What you will do. Print out the entries exactly, and include each one.
Start of Block
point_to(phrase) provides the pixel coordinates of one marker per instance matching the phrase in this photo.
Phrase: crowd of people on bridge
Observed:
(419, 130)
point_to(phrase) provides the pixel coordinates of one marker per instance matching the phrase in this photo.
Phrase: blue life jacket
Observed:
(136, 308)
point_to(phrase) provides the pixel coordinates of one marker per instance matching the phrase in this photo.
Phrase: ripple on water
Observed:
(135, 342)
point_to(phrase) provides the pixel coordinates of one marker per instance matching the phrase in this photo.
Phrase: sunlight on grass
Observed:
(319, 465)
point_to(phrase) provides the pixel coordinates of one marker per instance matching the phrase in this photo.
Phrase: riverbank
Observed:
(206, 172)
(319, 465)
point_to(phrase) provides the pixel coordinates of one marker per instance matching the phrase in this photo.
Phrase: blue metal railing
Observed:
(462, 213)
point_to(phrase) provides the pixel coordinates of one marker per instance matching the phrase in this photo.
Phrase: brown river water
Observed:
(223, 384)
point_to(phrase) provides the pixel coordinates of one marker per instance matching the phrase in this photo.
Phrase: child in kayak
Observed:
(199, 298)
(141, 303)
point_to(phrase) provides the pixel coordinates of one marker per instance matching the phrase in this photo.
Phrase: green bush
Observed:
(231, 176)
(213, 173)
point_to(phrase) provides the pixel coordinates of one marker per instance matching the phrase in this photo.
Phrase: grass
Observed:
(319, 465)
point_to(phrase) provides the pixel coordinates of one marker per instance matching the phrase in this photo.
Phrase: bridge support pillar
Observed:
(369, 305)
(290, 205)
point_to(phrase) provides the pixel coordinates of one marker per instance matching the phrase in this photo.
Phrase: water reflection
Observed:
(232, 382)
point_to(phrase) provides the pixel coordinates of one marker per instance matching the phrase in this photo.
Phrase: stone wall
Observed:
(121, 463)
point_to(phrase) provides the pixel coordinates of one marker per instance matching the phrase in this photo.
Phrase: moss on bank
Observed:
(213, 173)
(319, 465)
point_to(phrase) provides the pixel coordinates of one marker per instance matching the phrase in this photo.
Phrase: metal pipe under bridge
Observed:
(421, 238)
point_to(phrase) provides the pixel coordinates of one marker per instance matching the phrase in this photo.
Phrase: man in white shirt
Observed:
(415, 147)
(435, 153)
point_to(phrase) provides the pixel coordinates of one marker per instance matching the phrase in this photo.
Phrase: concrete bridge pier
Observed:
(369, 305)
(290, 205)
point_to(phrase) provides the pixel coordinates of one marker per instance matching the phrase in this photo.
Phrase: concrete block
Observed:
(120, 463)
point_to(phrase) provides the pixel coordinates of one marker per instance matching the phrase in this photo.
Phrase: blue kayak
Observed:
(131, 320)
End of Block
Exercise response.
point_to(phrase) provides the pixel coordinates of one marker per instance matching the phrase in this photo.
Phrase: crowd of people on bridge
Observed:
(419, 130)
point_to(phrase) provides the pixel coordinates of one marker per instance matching the phrase in this photo.
Phrase: blue life jacket
Observed:
(136, 308)
point_to(phrase) provides the pixel coordinates of one marker per instance matching the phrase in this photo.
Phrase: ripple on water
Observed:
(135, 342)
point_to(phrase) provides the pixel coordinates of one marker per instance matching the phrase in this photo.
Phrase: sunlight on grass
Observed:
(319, 465)
point_to(phrase) provides the pixel coordinates of one marker per instance matching the phrase in this photo.
Phrase: riverbank
Observed:
(206, 172)
(319, 465)
point_to(phrase) provides the pixel coordinates of one marker per instance matching the phrase in this photo.
Phrase: blue metal railing
Observed:
(462, 213)
point_to(phrase) provides the pixel coordinates of one marker per instance matching the phrase in this photo.
Phrase: brown river water
Observed:
(223, 384)
point_to(phrase) provides the pixel coordinates of one marker per instance matching the phrase in this photo.
Phrase: child in kayak
Observed:
(199, 298)
(141, 303)
point_to(phrase) provides the pixel coordinates of one marker per instance matching the phrase in this photo.
Phrase: green bush
Observed:
(231, 176)
(213, 173)
point_to(phrase) provides the pixel coordinates of one marker per instance matching the phrase in this photo.
Phrase: grass
Observed:
(319, 465)
point_to(phrase) provides the pixel coordinates of one marker per instance matching the phrase in this photo.
Phrase: bridge support pillar
Observed:
(369, 305)
(290, 205)
point_to(phrase) provides the pixel coordinates of one marker per instance matching the phrase in this photo.
Phrase: water reflection
Observed:
(232, 382)
point_to(phrase) provides the pixel coordinates of one marker per instance matching the phrase in this photo.
Phrase: stone wall
Observed:
(121, 463)
point_to(phrase) provides the pixel coordinates of one marker per instance matching the phrase in this photo.
Phrase: moss on bank
Observed:
(213, 173)
(319, 465)
point_to(phrase) provides the pixel coordinates of one marker per instance matching the phrase in this photo.
Phrase: metal pipe under bridge
Observed:
(421, 238)
point_to(phrase) provides the pixel coordinates of one marker per instance matching the phrase in this photo.
Phrase: man in white shirt
Observed:
(415, 147)
(435, 153)
point_to(phrase) provides the pixel coordinates of one marker per instance matching the phrase in this photo.
Phrase: concrete bridge pier
Observed:
(369, 305)
(290, 205)
point_to(phrase) provides the pixel coordinates of one marker per instance matching the phrase in this photo.
Phrase: concrete block
Observed:
(120, 463)
point_to(phrase) provides the pixel coordinates of one marker per instance matching the phrase in this photo.
Phrase: blue kayak
Observed:
(131, 320)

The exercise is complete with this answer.